Handling Being a Winner

T.J. Oshie burst into stardom after a shootout victory by the U.S. Olympic hockey team. He handled the media like a comfortable winner.We spend a lot of time talking about how to respond to a crisis, but exert little effort on how to handle success. Winning does happen, so maybe it's time to give it some attention, too.

U.S. Olympic hockey team player T.J. Oshie was thrown into the deep end of the pool after he out-dueled the Russian goalie in a dramatic shootout to give Team USA a clutch victory in Sochi. He became an instant social media phenomenon, with thousands of people, including President Obama, tweeting congratulations. Then came a barrage of interviews, which extended to Monday morning when he appeared on the NBC "Today" show.

▸ **Collected material**
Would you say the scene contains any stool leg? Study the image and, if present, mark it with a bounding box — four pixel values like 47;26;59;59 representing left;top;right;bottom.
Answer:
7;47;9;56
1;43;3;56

▸ **Stated task**
Please decide whether each statement agrees with the text on handling success, answering yes or no and quoting the deciding words of that text. (a) People spend more effort on handling success than on responding to a crisis. (b) President Obama was among those who tweeted congratulations to Oshie. (c) Oshie appeared on the NBC "Today" show on a Sunday morning.

▸ **Full output**
(a) No: "We spend a lot of time talking about how to respond to a crisis, but exert little effort on how to handle success."
(b) Yes: "thousands of people, including President Obama, tweeting congratulations"
(c) No: "which extended to Monday morning when he appeared on the NBC"